### Stated problem
Copy the book review word for word.

### Page
- - - - - - -

The best essay on "character" (as I took the title) is that of Washington, probably because he had so much of it. GW not only rejects the opportunity to be like a monarch, he actually frees his slaves and provides for those too feeble to benefit from freedom. Washington worries about the propriety of this and that and is careful about setting precedents. All Americans are indebted to him for setting high standards on day one. He seems the least influenced by the workless mandate of the "gentleman". Unlike some of the others, he actually fought in the war.

Of them all, the high born Burr, also a war veteran, comes off the worst. He's the first to milk patronage and court lobbyists.

The portrait of Jefferson is the weakest. While actions and words on slavery are given a reasonable treatment, Sally Hemmings is dismissed in a paragraph. Here also, the author allows his modern stereotypes to intervene, he compares Jefferson to a "knee jerk liberal" (because, Wood says, TJ is not an original thinker) but doesn't relate this to Jefferson's "contempt" for big government and says like modern day liberals TJ can't understand economic forces (is our spend thrift Congress liberal?). Wood's stereotypes later surface in the Paine essay where he implies modern day liberals see society as malevolent and government as beneficent.

Wood is able to bring us into that world where so much was still to be known. The founders' ideas were confined to what they knew. Hamilton had a vision, and worked hard to sell the idea of "currency". Others navigated the new political landscape to sell the idea of federalism to self interested provincial state governments. The founders despair as their letters to one another diminish in importance as coarser tracts of the common man, bereft of classical illusions become more influential. Most of these revolutionaries died discouraged or worried about the changes they had wrought.

Wood has digested a lot of information. I gave the book 3 stars and not 4 because I took the title to mean there would be more on morals/ethics and hoped to learn more about attitudes towards slavery, the native population, business dealings and women/family. The introductory chapter implies that the book will do this, but in this book "character" is more like "disposition" and through it we learn the attitudes of these revolutionaries and how these attitudes related to constitutional and governance issues.

- - - - - - -

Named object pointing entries
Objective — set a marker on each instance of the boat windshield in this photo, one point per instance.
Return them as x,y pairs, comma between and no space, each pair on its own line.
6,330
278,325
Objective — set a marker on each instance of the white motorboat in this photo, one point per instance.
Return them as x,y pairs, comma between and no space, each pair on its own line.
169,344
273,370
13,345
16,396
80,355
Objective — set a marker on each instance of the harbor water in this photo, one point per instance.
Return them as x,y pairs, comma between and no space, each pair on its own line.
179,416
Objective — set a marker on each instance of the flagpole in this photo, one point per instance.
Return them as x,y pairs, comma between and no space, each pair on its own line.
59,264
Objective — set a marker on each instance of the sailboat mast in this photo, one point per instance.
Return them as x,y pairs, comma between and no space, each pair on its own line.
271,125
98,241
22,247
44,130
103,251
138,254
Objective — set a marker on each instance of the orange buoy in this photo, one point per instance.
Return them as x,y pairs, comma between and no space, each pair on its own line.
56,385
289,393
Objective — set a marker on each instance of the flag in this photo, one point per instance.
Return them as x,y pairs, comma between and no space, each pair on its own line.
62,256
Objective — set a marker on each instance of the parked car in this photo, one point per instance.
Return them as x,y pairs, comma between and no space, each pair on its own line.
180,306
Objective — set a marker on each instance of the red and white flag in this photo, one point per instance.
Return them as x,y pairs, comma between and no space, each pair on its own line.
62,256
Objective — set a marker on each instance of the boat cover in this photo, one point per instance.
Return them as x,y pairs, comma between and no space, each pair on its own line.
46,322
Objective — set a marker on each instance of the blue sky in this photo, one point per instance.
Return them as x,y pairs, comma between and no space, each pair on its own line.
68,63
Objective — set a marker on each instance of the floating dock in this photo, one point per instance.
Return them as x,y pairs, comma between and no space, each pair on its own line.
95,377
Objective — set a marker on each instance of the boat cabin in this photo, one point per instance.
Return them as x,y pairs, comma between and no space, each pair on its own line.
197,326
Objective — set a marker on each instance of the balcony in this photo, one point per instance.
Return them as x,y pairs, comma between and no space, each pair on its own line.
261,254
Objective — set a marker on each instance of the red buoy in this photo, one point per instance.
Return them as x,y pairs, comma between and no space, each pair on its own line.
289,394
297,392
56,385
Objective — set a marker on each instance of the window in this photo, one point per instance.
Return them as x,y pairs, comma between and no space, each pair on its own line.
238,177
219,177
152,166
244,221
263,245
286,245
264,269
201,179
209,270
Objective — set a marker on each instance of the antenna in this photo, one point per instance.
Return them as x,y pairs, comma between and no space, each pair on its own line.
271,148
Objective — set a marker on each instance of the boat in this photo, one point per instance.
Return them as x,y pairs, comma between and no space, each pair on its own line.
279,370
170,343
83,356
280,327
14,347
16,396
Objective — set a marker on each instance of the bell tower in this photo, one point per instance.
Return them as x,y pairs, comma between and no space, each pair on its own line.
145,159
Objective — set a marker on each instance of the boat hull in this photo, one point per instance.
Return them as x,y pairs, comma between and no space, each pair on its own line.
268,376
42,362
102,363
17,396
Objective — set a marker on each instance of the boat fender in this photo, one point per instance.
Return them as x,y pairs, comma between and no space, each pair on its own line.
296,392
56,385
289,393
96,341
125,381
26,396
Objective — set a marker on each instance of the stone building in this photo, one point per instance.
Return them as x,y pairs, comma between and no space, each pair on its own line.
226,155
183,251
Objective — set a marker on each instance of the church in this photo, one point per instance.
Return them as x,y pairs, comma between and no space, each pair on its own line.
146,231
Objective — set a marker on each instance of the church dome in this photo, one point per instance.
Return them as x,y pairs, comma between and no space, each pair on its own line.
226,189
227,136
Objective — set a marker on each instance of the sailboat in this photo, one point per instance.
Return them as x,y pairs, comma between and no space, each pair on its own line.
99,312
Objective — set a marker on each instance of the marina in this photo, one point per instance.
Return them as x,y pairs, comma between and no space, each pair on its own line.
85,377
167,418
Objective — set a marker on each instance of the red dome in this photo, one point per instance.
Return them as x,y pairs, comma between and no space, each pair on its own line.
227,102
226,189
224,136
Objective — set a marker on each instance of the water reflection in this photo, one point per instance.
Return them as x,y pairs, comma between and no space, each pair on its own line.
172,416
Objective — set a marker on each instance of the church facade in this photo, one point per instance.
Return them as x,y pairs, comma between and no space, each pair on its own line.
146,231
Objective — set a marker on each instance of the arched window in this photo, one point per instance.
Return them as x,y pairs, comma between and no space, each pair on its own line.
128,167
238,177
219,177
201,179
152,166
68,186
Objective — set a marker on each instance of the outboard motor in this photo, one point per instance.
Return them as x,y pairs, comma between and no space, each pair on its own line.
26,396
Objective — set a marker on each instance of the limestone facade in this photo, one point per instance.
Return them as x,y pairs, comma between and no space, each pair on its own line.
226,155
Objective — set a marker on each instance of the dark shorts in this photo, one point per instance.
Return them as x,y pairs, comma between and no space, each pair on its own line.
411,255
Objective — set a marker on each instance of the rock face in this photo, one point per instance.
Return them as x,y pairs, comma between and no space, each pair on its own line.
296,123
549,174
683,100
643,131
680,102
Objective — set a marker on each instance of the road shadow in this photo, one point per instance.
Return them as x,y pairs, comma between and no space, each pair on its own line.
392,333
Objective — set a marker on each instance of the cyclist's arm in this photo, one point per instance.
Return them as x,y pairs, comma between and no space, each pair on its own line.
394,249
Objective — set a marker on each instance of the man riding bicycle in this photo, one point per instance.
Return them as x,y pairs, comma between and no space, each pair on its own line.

- - - - - - -

### Task response
The best essay on "character" (as I took the title) is that of Washington, probably because he had so much of it. GW not only rejects the opportunity to be like a monarch, he actually frees his slaves and provides for those too feeble to benefit from freedom. Washington worries about the propriety of this and that and is careful about setting precedents. All Americans are indebted to him for setting high standards on day one. He seems the least influenced by the workless mandate of the "gentleman". Unlike some of the others, he actually fought in the war.

Of them all, the high born Burr, also a war veteran, comes off the worst. He's the first to milk patronage and court lobbyists.

The portrait of Jefferson is the weakest. While actions and words on slavery are given a reasonable treatment, Sally Hemmings is dismissed in a paragraph. Here also, the author allows his modern stereotypes to intervene, he compares Jefferson to a "knee jerk liberal" (because, Wood says, TJ is not an original thinker) but doesn't relate this to Jefferson's "contempt" for big government and says like modern day liberals TJ can't understand economic forces (is our spend thrift Congress liberal?). Wood's stereotypes later surface in the Paine essay where he implies modern day liberals see society as malevolent and government as beneficent.

Wood is able to bring us into that world where so much was still to be known. The founders' ideas were confined to what they knew. Hamilton had a vision, and worked hard to sell the idea of "currency". Others navigated the new political landscape to sell the idea of federalism to self interested provincial state governments. The founders despair as their letters to one another diminish in importance as coarser tracts of the common man, bereft of classical illusions become more influential. Most of these revolutionaries died discouraged or worried about the changes they had wrought.

Wood has digested a lot of information. I gave the book 3 stars and not 4 because I took the title to mean there would be more on morals/ethics and hoped to learn more about attitudes towards slavery, the native population, business dealings and women/family. The introductory chapter implies that the book will do this, but in this book "character" is more like "disposition" and through it we learn the attitudes of these revolutionaries and how these attitudes related to constitutional and governance issues.